[[ Study material, beginning ]]
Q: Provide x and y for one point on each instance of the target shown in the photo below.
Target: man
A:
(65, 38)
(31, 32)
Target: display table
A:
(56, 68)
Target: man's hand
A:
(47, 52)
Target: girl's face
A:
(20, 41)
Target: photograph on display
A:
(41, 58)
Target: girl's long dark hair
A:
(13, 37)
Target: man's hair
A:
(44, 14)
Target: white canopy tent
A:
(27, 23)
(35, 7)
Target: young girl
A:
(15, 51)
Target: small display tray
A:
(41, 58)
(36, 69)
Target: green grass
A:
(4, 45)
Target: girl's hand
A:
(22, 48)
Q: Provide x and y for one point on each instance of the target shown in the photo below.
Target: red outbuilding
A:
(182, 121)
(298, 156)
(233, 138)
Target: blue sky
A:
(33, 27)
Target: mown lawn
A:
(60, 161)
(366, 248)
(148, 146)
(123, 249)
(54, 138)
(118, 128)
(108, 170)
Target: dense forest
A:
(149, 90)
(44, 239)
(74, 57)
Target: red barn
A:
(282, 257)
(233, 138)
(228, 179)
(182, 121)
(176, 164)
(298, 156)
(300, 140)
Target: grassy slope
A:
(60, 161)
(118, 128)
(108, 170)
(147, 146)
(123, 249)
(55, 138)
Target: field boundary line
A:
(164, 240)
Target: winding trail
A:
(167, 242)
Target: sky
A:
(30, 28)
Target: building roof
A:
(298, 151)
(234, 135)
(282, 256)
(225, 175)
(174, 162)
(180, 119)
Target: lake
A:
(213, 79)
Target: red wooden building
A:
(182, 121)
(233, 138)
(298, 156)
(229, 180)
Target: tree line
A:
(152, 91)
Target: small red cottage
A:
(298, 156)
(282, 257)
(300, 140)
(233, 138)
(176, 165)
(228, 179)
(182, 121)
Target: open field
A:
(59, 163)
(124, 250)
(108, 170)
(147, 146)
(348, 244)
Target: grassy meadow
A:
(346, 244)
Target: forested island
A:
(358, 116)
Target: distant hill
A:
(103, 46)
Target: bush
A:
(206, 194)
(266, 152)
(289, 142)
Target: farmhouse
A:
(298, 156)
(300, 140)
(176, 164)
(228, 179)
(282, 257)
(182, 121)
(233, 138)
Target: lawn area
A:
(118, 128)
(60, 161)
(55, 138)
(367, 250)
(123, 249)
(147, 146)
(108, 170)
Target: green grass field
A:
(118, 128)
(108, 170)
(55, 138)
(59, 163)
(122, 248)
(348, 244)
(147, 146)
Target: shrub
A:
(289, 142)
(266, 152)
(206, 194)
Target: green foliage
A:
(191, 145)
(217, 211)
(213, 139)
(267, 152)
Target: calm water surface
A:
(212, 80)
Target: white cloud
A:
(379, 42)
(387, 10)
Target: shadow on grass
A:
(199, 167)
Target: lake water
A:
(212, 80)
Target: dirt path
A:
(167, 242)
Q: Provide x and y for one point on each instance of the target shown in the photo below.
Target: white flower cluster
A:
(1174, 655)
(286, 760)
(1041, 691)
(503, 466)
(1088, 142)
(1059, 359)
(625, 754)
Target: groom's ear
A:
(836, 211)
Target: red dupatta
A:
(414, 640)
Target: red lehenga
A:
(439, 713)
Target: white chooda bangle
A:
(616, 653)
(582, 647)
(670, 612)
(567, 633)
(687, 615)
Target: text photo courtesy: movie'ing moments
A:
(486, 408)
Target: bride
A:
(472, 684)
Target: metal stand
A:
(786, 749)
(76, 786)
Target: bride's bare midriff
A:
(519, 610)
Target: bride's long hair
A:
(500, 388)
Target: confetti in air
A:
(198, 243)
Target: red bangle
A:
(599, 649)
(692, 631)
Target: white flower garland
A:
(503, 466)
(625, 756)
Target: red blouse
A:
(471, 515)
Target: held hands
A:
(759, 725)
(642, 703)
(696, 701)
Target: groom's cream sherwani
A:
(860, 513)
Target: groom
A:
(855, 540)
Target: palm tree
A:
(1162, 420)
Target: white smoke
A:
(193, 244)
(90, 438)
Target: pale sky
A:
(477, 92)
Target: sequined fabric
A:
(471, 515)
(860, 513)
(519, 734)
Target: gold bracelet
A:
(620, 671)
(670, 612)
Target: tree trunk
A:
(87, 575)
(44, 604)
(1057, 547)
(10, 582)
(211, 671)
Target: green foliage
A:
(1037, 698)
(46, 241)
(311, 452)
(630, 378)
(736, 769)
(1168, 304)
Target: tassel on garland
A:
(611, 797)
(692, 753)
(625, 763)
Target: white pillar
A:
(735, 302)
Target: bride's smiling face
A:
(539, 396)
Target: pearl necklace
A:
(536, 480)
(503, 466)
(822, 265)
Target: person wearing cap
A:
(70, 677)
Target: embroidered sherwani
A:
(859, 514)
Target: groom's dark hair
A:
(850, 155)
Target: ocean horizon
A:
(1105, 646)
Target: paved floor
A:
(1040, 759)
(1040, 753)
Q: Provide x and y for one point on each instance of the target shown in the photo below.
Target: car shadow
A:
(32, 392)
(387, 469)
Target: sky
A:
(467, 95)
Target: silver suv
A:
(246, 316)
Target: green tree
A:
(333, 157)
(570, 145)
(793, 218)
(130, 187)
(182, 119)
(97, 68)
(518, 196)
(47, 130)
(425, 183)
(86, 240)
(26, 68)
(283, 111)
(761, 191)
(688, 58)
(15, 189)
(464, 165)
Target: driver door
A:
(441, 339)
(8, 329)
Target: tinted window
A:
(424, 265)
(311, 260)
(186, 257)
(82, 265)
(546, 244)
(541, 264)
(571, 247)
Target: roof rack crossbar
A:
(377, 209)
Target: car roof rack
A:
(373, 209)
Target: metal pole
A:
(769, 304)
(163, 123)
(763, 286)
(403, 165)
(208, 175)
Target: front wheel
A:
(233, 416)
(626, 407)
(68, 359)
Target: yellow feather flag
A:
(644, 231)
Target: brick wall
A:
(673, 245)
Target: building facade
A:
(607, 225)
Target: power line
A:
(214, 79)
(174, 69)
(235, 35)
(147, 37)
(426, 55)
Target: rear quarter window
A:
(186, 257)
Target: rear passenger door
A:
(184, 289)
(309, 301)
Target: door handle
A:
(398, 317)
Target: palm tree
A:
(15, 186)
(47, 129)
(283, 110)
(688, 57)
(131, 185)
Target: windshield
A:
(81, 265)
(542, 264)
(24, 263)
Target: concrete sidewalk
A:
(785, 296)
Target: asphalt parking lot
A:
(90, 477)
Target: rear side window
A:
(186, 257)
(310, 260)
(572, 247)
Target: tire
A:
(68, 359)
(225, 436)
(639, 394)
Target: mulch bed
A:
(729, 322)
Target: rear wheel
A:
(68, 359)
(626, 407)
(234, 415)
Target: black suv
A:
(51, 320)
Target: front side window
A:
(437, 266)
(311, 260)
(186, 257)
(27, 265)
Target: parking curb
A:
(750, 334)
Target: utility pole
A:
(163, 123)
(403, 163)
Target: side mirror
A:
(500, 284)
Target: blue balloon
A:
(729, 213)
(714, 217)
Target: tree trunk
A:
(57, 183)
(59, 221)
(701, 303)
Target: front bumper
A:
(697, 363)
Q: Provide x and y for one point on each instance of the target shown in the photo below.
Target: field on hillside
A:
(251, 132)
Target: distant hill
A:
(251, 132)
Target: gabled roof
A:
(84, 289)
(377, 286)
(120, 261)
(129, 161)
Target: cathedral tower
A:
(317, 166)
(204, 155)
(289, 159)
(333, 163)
[[ Study material, end ]]
» Aim of the task
Your reply should consist of all the records, restated exactly.

» Exercise solution
Q: Provide x and y for one point on each instance of the target shown in the photo below.
Target: man
A:
(65, 38)
(31, 32)
Target: display table
A:
(56, 68)
Target: man's hand
A:
(47, 52)
Target: girl's face
A:
(20, 41)
Target: photograph on display
A:
(41, 58)
Target: girl's long dark hair
A:
(13, 37)
Target: man's hair
A:
(44, 14)
Target: white canopy tent
A:
(27, 23)
(35, 7)
Target: young girl
A:
(15, 51)
Target: small display tray
A:
(41, 58)
(36, 69)
Target: green grass
A:
(4, 45)
Target: girl's hand
A:
(22, 48)
Q: Provide x and y for one point on each instance of the target shown in the photo below.
Target: red outbuilding
A:
(182, 121)
(298, 156)
(233, 138)
Target: blue sky
A:
(33, 27)
Target: mown lawn
A:
(60, 161)
(366, 248)
(148, 146)
(123, 249)
(54, 138)
(118, 128)
(108, 170)
Target: dense forest
A:
(149, 90)
(44, 239)
(74, 57)
Target: red barn
A:
(282, 257)
(233, 138)
(228, 179)
(182, 121)
(176, 164)
(298, 156)
(300, 140)
Target: grassy slope
A:
(60, 161)
(118, 128)
(108, 170)
(147, 146)
(123, 249)
(55, 138)
Target: field boundary line
A:
(164, 240)
Target: winding trail
A:
(167, 242)
Target: sky
A:
(30, 28)
Target: building roof
A:
(298, 151)
(234, 135)
(282, 256)
(225, 175)
(174, 162)
(180, 119)
Target: lake
A:
(213, 79)
Target: red wooden building
A:
(182, 121)
(233, 138)
(298, 156)
(229, 180)
Target: tree line
A:
(152, 91)
Target: small red cottage
A:
(298, 156)
(282, 257)
(300, 140)
(233, 138)
(176, 165)
(228, 179)
(182, 121)
Target: open field
A:
(59, 163)
(124, 250)
(108, 170)
(147, 146)
(348, 244)
Target: grassy meadow
A:
(346, 244)
Target: forested island
A:
(358, 116)
Target: distant hill
A:
(103, 46)
Target: bush
A:
(206, 194)
(266, 152)
(289, 142)
Target: farmhouse
A:
(298, 156)
(300, 140)
(176, 164)
(228, 179)
(282, 257)
(182, 121)
(233, 138)
Target: lawn area
A:
(118, 128)
(60, 161)
(55, 138)
(367, 250)
(123, 249)
(147, 146)
(108, 170)
Target: green grass field
A:
(118, 128)
(108, 170)
(55, 138)
(59, 163)
(122, 248)
(348, 244)
(147, 146)
Target: shrub
A:
(289, 142)
(266, 152)
(206, 194)
Target: green foliage
A:
(191, 145)
(217, 211)
(213, 139)
(267, 152)
Target: calm water surface
A:
(212, 80)
Target: white cloud
A:
(379, 42)
(387, 10)
Target: shadow on grass
A:
(199, 167)
Target: lake water
A:
(212, 80)
Target: dirt path
A:
(167, 242)
Q: Provide x and y for one point on each instance of the target shown in the photo below.
Target: white flower cluster
A:
(1174, 655)
(286, 760)
(1041, 691)
(503, 466)
(1088, 142)
(1059, 359)
(625, 754)
Target: groom's ear
A:
(836, 211)
Target: red dupatta
A:
(414, 640)
Target: red lehenga
A:
(439, 713)
Target: white chooda bangle
A:
(616, 653)
(582, 647)
(670, 612)
(567, 633)
(687, 615)
Target: text photo courtesy: movie'ing moments
A:
(486, 408)
Target: bride
A:
(472, 684)
Target: metal stand
A:
(786, 749)
(76, 786)
Target: bride's bare midriff
A:
(519, 610)
Target: bride's long hair
A:
(500, 388)
Target: confetti in air
A:
(198, 243)
Target: red bangle
A:
(599, 649)
(692, 631)
Target: white flower garland
A:
(503, 466)
(625, 756)
Target: red blouse
A:
(471, 515)
Target: held hands
A:
(759, 725)
(642, 703)
(696, 701)
Target: groom's cream sherwani
A:
(860, 513)
Target: groom
A:
(855, 540)
Target: palm tree
A:
(1162, 420)
Target: white smoke
A:
(193, 244)
(90, 438)
Target: pale sky
A:
(477, 92)
Target: sequined fabric
A:
(471, 515)
(860, 513)
(519, 734)
Target: gold bracelet
A:
(620, 671)
(670, 612)
Target: tree trunk
A:
(87, 575)
(44, 604)
(1057, 547)
(10, 582)
(211, 671)
Target: green foliage
A:
(1037, 698)
(46, 241)
(311, 452)
(630, 378)
(736, 769)
(1168, 304)
Target: tassel on garland
A:
(611, 797)
(692, 753)
(625, 763)
Target: white pillar
A:
(735, 302)
Target: bride's smiling face
A:
(539, 396)
Target: pearl necklace
A:
(536, 480)
(503, 466)
(822, 265)
Target: person wearing cap
A:
(70, 677)
Target: embroidered sherwani
A:
(859, 514)
Target: groom's dark hair
A:
(850, 155)
Target: ocean horizon
A:
(1105, 646)
Target: paved floor
A:
(1040, 759)
(1040, 753)
Q: Provide x and y for one point on each instance of the target shown in the photo below.
Target: car shadow
A:
(32, 392)
(387, 469)
Target: sky
A:
(467, 95)
Target: silver suv
A:
(246, 316)
Target: green tree
A:
(333, 157)
(570, 145)
(793, 218)
(130, 187)
(182, 119)
(97, 68)
(518, 196)
(47, 130)
(425, 183)
(86, 240)
(26, 68)
(283, 111)
(761, 191)
(688, 58)
(15, 189)
(464, 165)
Target: driver door
A:
(441, 339)
(8, 329)
Target: tinted window
A:
(424, 265)
(311, 260)
(186, 257)
(82, 265)
(546, 244)
(541, 264)
(571, 247)
Target: roof rack crossbar
A:
(377, 209)
Target: car roof rack
A:
(373, 209)
Target: metal pole
A:
(769, 304)
(163, 123)
(763, 286)
(403, 165)
(208, 175)
Target: front wheel
A:
(233, 416)
(626, 407)
(68, 359)
Target: yellow feather flag
A:
(644, 231)
Target: brick wall
A:
(673, 245)
Target: building facade
A:
(607, 225)
Target: power line
A:
(214, 79)
(174, 69)
(235, 35)
(147, 37)
(426, 55)
Target: rear quarter window
A:
(186, 257)
Target: rear passenger door
A:
(184, 289)
(309, 301)
Target: door handle
A:
(398, 317)
Target: palm tree
A:
(15, 186)
(47, 129)
(283, 110)
(688, 57)
(131, 185)
Target: windshield
A:
(81, 265)
(542, 264)
(24, 263)
Target: concrete sidewalk
A:
(785, 296)
Target: asphalt parking lot
A:
(90, 477)
Target: rear side window
A:
(186, 257)
(310, 260)
(572, 247)
Target: tire
A:
(68, 359)
(225, 436)
(639, 394)
Target: mulch bed
A:
(729, 322)
Target: rear wheel
A:
(68, 359)
(626, 407)
(234, 415)
Target: black suv
A:
(51, 320)
Target: front side window
A:
(437, 266)
(311, 260)
(186, 257)
(27, 265)
Target: parking curb
A:
(750, 334)
Target: utility pole
A:
(163, 123)
(403, 163)
Target: side mirror
A:
(500, 284)
Target: blue balloon
A:
(729, 213)
(714, 217)
Target: tree trunk
A:
(57, 183)
(59, 221)
(701, 303)
Target: front bumper
A:
(697, 363)
Q: Provide x and y for one point on each instance of the target shown in the photo below.
Target: field on hillside
A:
(251, 132)
Target: distant hill
A:
(251, 132)
Target: gabled roof
A:
(84, 289)
(377, 286)
(120, 261)
(129, 161)
Target: cathedral tower
A:
(317, 166)
(204, 155)
(289, 159)
(333, 163)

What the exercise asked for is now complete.